● ABOUT THIS TASK: Every line in the records below between the one holding "Target: book on shelf" and the one holding "Target: white window blinds", inclusive, is to be set down exactly; all other lines are to be left out.
################
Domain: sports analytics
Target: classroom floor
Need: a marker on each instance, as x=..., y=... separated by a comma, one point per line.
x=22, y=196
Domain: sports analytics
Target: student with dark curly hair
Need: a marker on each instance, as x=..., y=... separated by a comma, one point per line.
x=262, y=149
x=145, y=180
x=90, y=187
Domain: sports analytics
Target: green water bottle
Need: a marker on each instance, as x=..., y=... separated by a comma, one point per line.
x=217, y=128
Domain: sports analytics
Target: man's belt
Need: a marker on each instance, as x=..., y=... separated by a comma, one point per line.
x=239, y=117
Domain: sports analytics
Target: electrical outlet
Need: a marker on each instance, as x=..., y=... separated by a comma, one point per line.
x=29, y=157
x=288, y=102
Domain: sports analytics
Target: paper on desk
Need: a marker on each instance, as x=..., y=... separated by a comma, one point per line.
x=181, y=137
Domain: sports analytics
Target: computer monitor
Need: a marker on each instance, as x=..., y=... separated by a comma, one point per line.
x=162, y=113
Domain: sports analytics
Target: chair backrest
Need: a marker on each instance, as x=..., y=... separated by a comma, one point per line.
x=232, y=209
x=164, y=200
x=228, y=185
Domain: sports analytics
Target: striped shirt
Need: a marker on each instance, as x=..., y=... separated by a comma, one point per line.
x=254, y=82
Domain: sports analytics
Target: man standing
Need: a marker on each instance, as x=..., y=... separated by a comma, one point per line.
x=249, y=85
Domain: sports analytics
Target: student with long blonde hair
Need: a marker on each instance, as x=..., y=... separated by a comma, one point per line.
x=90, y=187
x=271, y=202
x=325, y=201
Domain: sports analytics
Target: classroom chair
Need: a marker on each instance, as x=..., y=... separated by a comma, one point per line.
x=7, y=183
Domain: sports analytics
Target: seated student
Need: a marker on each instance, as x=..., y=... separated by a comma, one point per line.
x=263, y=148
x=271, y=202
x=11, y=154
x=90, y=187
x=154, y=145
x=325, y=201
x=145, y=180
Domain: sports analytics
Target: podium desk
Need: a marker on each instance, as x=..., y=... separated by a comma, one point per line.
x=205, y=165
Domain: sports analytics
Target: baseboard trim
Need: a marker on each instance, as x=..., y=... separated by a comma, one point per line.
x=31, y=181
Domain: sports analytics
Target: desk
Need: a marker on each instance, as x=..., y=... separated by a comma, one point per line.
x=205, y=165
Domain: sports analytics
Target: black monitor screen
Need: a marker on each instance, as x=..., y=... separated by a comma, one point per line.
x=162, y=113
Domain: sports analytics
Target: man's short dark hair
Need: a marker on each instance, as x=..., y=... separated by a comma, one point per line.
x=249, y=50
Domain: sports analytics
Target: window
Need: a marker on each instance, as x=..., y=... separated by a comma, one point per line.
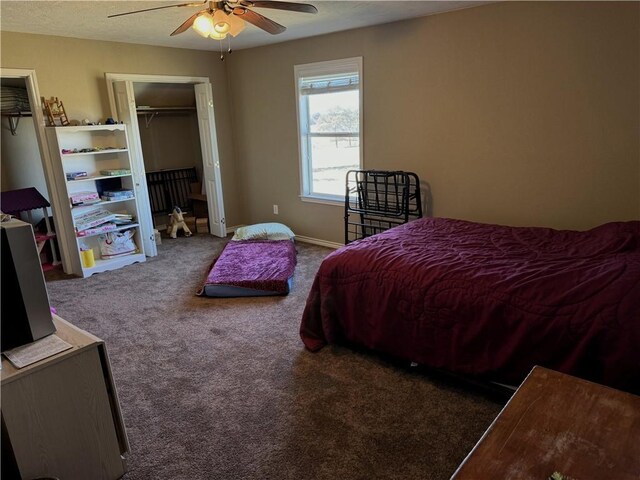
x=329, y=125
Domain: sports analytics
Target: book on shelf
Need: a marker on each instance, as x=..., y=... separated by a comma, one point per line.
x=76, y=175
x=115, y=171
x=84, y=198
x=93, y=218
x=111, y=195
x=123, y=219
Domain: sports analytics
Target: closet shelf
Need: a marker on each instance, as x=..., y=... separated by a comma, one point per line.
x=14, y=119
x=96, y=177
x=95, y=152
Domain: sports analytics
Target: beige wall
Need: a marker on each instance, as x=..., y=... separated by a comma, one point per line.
x=73, y=70
x=515, y=113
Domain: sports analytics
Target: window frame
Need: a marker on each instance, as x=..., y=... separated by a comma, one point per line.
x=330, y=67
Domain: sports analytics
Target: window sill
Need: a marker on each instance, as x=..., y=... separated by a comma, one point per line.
x=322, y=200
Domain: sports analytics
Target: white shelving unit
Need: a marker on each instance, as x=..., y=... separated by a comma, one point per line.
x=93, y=149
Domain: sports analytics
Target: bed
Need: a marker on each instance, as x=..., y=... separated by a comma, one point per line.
x=487, y=301
x=260, y=260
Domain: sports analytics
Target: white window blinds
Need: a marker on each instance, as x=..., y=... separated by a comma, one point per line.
x=329, y=83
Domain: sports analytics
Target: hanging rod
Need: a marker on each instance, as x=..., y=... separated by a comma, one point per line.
x=14, y=120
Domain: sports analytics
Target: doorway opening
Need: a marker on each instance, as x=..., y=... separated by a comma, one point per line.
################
● RESPONSE:
Target: book on shelf
Need: a marker on each instance, as x=..., y=... separated by a comma, one point per line.
x=76, y=175
x=115, y=171
x=84, y=198
x=93, y=218
x=111, y=195
x=123, y=219
Domain: sports analytics
Target: closet shelf
Need: a marker on each instance, as x=..., y=... separated by a comma, one point per line.
x=14, y=119
x=96, y=177
x=95, y=152
Domain: sports analytics
Target: beige wall
Need: a marker on each instance, as x=..., y=... separated by a comma, one point per line.
x=73, y=70
x=515, y=113
Domain: sports analytics
Target: window frame
Need: a marker on each instance, as x=..., y=... separated by a comma, one point per line.
x=330, y=67
Domain: sports analytics
Target: window sill
Need: a marker on each instance, as x=..., y=... separated by a comma, one point per line.
x=322, y=200
Domain: sports analytics
Target: white shelving unit
Need: a marker on each instance, as x=..., y=... separated by a comma, one point per line.
x=93, y=149
Domain: sports analytics
Target: bed
Need: a marker on each instance, as x=..., y=... separated by a comma, one point per line.
x=487, y=301
x=260, y=260
Domain: sports analytics
Target: white window blinds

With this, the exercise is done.